DIRECTIONS FOR THIS TASK -> Repeat, line for line, the entries printed below.

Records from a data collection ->
Start of Block

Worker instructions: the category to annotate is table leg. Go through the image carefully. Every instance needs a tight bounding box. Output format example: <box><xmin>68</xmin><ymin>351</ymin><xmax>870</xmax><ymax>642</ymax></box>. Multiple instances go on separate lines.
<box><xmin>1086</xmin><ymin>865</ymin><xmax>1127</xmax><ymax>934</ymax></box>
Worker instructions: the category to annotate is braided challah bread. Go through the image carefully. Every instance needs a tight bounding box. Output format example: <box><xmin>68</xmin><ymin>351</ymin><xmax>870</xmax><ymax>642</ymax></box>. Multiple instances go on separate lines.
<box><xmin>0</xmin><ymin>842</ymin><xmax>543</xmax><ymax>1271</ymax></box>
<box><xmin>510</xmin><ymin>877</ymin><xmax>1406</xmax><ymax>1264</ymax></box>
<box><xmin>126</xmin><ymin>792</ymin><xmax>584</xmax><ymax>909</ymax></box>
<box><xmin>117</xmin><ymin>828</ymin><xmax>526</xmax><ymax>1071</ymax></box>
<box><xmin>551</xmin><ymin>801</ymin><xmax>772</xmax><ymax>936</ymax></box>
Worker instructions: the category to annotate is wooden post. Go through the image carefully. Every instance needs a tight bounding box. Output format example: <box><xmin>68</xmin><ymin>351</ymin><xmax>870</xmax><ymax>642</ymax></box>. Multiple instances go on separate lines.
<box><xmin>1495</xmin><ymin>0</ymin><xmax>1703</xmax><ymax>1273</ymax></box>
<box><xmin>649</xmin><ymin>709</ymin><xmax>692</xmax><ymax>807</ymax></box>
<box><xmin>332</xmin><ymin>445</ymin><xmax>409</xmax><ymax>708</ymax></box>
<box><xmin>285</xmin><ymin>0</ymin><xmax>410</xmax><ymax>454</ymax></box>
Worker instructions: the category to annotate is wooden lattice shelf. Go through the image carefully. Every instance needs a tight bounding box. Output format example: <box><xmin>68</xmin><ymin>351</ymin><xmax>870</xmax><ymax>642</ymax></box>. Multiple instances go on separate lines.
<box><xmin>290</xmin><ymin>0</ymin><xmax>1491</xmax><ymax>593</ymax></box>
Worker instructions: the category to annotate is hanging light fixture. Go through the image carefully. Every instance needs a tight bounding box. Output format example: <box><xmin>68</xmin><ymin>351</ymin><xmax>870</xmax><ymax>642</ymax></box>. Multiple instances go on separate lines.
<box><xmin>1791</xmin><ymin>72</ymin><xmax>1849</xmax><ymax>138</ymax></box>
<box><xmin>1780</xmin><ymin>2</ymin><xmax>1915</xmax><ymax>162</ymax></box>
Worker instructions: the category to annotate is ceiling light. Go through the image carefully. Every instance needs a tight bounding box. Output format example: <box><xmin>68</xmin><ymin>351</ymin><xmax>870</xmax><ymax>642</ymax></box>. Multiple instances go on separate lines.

End of Block

WORKED SOLUTION ->
Worker instructions: the category to annotate is table leg. Go through the image carefully. Every instance needs a tight bounding box. Output format example: <box><xmin>68</xmin><ymin>351</ymin><xmax>870</xmax><ymax>642</ymax></box>. Multiple instances go on separate lines.
<box><xmin>1086</xmin><ymin>865</ymin><xmax>1127</xmax><ymax>934</ymax></box>
Worker instructions: the category to annotate is braided challah bread. Go through the image carefully. Every instance needs a tight bounding box. Output format example: <box><xmin>68</xmin><ymin>351</ymin><xmax>870</xmax><ymax>642</ymax></box>. Multiple instances go on separate lines.
<box><xmin>0</xmin><ymin>842</ymin><xmax>543</xmax><ymax>1271</ymax></box>
<box><xmin>510</xmin><ymin>877</ymin><xmax>1406</xmax><ymax>1264</ymax></box>
<box><xmin>126</xmin><ymin>792</ymin><xmax>584</xmax><ymax>909</ymax></box>
<box><xmin>117</xmin><ymin>828</ymin><xmax>526</xmax><ymax>1071</ymax></box>
<box><xmin>551</xmin><ymin>801</ymin><xmax>772</xmax><ymax>936</ymax></box>
Worker instructions: the category to annotate is wooden post. Go through the image carefully. Every instance needs a tight bounding box. Output format example: <box><xmin>68</xmin><ymin>351</ymin><xmax>870</xmax><ymax>642</ymax></box>. Multiple instances go on separate lines.
<box><xmin>1495</xmin><ymin>0</ymin><xmax>1703</xmax><ymax>1273</ymax></box>
<box><xmin>649</xmin><ymin>709</ymin><xmax>692</xmax><ymax>807</ymax></box>
<box><xmin>332</xmin><ymin>445</ymin><xmax>409</xmax><ymax>708</ymax></box>
<box><xmin>285</xmin><ymin>0</ymin><xmax>410</xmax><ymax>454</ymax></box>
Worker instructions: the category to annotate is wooden lattice shelf. Go through the image carefully. Every instance needs a tight bounding box. Output format example: <box><xmin>68</xmin><ymin>351</ymin><xmax>870</xmax><ymax>642</ymax></box>. Multiple instances go on separate lines.
<box><xmin>290</xmin><ymin>0</ymin><xmax>1491</xmax><ymax>593</ymax></box>
Worker instructions: the category to annotate is hanging light fixture. Go through the image carefully. Every instance needs a tight bounding box. Output format example: <box><xmin>68</xmin><ymin>351</ymin><xmax>870</xmax><ymax>642</ymax></box>. Multiple instances go on separate lines.
<box><xmin>1791</xmin><ymin>72</ymin><xmax>1849</xmax><ymax>138</ymax></box>
<box><xmin>1780</xmin><ymin>2</ymin><xmax>1915</xmax><ymax>162</ymax></box>
Worker instructions: the category to annotate is ceiling light. Go through the image carefully. Every instance needs a tight bounding box. Output format example: <box><xmin>68</xmin><ymin>351</ymin><xmax>870</xmax><ymax>642</ymax></box>. Multiple instances go on separate lines.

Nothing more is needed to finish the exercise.